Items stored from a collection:
◆ ◆ ◆

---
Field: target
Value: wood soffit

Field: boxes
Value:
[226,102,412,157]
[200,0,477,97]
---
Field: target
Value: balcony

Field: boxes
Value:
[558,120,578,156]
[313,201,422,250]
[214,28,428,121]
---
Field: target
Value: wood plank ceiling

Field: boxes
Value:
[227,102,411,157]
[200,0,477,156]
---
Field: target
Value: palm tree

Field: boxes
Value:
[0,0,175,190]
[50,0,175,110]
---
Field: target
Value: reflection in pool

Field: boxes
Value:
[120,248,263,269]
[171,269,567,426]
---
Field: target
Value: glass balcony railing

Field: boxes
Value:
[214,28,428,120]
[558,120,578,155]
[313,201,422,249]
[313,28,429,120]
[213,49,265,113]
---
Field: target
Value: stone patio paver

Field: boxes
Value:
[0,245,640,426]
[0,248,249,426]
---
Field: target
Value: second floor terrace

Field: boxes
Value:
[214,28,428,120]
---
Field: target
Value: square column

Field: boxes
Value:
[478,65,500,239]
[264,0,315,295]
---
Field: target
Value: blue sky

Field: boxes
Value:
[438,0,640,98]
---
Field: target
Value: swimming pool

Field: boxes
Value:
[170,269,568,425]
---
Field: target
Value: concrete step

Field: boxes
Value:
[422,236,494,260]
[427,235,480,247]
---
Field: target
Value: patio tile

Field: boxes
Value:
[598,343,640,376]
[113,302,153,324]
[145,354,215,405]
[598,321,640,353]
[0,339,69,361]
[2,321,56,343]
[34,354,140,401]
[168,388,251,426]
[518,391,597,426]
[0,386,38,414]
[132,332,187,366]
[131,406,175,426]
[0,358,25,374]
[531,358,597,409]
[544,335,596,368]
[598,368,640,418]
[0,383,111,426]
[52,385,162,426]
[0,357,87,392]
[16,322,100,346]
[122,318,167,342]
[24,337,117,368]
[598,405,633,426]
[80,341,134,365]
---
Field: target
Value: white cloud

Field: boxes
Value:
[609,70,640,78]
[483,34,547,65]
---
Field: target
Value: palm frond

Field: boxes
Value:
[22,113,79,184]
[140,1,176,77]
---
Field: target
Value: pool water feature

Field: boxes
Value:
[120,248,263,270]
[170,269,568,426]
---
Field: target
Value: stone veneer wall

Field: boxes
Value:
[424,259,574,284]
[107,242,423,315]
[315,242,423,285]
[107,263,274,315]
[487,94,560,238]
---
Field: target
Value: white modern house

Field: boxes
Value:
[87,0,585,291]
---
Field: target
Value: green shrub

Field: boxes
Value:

◆ ◆ ◆

**Directions:** Pick out every line in the rows above that contains the string "pool", and copy each one. Case counts when matching.

**Solution to this exercise:**
Value: reflection in pool
Value: swimming pool
Value: pool water feature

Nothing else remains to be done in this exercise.